Calculate how many lines in the following records hold the word "overcast", and report that number without comment.

DATASET EXCERPTS:

----

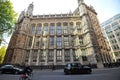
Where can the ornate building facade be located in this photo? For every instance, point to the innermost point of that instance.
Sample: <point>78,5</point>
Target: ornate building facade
<point>111,30</point>
<point>58,38</point>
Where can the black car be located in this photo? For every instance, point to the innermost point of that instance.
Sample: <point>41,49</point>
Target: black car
<point>11,69</point>
<point>72,68</point>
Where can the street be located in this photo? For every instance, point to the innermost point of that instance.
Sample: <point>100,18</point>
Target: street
<point>97,74</point>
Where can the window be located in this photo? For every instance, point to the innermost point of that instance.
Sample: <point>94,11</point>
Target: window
<point>51,55</point>
<point>67,55</point>
<point>46,29</point>
<point>81,40</point>
<point>44,42</point>
<point>33,30</point>
<point>27,55</point>
<point>84,58</point>
<point>35,52</point>
<point>59,30</point>
<point>43,56</point>
<point>36,43</point>
<point>75,55</point>
<point>39,30</point>
<point>59,41</point>
<point>30,42</point>
<point>52,29</point>
<point>59,55</point>
<point>65,29</point>
<point>51,41</point>
<point>66,41</point>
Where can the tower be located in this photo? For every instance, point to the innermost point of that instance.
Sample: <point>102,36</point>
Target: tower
<point>87,31</point>
<point>29,11</point>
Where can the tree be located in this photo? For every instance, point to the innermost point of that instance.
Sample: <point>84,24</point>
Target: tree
<point>7,18</point>
<point>2,53</point>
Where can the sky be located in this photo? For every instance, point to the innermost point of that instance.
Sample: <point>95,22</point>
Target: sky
<point>105,8</point>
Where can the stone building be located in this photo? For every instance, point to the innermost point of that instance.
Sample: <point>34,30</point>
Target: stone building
<point>58,38</point>
<point>111,30</point>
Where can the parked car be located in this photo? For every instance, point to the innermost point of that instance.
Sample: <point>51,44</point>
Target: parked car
<point>11,69</point>
<point>71,68</point>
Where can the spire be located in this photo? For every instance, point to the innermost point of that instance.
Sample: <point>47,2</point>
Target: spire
<point>80,1</point>
<point>30,9</point>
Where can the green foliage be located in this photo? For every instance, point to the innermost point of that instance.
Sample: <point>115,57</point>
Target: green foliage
<point>7,17</point>
<point>2,53</point>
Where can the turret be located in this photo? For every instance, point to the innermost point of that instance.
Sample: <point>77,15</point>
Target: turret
<point>80,1</point>
<point>29,11</point>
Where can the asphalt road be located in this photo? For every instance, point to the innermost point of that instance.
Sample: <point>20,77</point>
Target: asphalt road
<point>97,74</point>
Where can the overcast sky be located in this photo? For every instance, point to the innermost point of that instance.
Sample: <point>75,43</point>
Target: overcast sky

----

RESULT: 2